Looking through the data, please report how many lines contain the string "resolution", giving nothing but the number.

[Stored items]
++++++++++++++++++++
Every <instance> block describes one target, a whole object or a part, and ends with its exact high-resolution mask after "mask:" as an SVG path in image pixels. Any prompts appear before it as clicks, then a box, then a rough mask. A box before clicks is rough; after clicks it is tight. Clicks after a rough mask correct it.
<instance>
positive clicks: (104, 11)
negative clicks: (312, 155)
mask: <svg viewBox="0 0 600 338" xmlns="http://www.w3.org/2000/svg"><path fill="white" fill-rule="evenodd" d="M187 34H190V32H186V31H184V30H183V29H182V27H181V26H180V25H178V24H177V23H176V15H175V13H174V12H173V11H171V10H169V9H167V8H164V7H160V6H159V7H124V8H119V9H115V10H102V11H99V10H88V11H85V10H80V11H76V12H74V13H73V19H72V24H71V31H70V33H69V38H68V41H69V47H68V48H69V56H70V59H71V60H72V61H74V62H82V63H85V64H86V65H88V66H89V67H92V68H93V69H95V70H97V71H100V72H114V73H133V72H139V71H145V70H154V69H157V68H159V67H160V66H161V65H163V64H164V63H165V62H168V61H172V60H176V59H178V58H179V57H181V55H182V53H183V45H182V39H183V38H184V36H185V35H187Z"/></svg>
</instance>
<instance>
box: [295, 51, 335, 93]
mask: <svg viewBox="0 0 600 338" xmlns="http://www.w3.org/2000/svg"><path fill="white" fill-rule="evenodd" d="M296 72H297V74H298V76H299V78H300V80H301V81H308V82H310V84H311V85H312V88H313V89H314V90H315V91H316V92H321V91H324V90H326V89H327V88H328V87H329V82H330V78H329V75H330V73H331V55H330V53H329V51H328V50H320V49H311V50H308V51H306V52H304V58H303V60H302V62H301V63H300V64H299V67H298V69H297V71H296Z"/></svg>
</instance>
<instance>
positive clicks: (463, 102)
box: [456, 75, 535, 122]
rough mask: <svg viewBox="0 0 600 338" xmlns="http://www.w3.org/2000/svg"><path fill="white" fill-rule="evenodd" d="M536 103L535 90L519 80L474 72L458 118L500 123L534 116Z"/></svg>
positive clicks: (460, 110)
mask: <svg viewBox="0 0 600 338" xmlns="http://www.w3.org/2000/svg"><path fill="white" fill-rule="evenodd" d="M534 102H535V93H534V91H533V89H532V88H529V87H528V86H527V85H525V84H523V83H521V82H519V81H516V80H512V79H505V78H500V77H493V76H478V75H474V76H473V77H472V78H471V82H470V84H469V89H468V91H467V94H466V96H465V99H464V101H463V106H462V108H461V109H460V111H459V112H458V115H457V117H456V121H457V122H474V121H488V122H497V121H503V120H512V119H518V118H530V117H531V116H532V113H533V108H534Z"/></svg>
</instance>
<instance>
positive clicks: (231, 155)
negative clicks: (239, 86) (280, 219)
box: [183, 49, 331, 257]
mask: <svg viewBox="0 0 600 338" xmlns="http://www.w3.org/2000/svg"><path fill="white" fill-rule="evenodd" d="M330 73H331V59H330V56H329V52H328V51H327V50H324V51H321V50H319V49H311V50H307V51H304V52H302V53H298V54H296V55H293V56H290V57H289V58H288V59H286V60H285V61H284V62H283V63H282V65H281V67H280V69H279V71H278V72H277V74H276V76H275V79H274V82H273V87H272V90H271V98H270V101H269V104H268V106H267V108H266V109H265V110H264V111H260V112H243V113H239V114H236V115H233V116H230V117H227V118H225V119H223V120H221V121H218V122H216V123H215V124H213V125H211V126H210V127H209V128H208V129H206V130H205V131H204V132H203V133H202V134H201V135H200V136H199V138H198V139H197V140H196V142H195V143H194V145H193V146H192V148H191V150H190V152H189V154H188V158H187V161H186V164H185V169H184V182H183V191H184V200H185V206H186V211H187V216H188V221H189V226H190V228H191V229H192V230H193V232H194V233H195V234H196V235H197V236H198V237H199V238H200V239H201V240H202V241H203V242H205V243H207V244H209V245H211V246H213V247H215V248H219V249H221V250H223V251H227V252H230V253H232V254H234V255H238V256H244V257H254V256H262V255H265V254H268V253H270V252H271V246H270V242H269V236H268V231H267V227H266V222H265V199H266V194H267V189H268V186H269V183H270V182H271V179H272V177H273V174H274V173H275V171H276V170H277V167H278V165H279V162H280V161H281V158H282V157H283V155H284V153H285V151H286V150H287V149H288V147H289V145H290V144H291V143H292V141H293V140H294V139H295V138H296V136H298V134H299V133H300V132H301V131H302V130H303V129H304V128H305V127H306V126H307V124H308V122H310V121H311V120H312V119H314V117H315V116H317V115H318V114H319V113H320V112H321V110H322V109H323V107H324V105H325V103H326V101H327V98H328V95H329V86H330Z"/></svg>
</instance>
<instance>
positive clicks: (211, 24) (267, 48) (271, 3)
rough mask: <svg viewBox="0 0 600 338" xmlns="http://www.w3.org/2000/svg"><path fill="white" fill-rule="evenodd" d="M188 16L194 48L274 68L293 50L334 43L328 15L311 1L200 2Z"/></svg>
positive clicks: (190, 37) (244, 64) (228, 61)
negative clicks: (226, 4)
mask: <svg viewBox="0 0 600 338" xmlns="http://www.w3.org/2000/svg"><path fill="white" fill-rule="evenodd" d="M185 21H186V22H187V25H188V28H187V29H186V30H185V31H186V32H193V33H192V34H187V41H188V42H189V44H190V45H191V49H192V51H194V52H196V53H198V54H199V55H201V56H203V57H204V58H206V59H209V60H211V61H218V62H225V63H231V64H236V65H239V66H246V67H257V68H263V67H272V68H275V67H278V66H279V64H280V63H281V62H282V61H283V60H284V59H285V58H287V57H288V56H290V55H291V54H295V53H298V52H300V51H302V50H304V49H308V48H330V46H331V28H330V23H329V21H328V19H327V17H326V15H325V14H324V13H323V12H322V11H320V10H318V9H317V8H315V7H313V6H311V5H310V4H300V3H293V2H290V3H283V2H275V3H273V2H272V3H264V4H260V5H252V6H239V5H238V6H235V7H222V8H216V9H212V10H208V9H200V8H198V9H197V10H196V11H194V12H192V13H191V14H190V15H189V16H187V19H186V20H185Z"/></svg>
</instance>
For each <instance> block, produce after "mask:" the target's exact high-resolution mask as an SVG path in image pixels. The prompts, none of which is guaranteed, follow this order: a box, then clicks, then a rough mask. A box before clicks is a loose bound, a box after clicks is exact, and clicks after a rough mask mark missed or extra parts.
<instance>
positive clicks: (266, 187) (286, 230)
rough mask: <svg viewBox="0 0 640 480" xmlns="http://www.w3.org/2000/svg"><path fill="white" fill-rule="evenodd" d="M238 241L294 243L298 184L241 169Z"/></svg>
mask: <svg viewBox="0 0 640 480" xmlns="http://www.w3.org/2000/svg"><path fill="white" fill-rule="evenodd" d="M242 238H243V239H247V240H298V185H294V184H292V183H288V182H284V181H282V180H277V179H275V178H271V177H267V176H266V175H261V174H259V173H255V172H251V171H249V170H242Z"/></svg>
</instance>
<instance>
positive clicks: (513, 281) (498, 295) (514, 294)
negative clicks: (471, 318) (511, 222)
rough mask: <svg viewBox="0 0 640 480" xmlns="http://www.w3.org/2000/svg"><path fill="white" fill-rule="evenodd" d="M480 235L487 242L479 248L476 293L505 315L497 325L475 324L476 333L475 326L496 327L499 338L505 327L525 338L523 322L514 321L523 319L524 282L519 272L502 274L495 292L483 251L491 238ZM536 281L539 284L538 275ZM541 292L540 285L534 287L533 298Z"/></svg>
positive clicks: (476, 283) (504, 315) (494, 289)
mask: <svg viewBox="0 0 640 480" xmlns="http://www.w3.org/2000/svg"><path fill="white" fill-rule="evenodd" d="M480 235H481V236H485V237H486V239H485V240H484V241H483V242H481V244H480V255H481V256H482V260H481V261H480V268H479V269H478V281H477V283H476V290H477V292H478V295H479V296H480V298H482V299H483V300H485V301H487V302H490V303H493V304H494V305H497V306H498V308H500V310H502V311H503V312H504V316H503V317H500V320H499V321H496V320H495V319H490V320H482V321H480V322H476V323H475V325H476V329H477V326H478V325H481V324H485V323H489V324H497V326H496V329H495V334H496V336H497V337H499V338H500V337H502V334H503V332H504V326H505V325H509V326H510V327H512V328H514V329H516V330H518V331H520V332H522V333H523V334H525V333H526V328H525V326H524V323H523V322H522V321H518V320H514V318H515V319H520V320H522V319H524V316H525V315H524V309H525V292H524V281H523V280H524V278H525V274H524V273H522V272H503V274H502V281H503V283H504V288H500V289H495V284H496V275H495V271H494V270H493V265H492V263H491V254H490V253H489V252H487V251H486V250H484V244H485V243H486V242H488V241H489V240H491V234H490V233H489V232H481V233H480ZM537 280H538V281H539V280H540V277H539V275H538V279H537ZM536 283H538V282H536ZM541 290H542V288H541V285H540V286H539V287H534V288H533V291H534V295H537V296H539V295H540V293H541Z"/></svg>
++++++++++++++++++++
Task answer = 2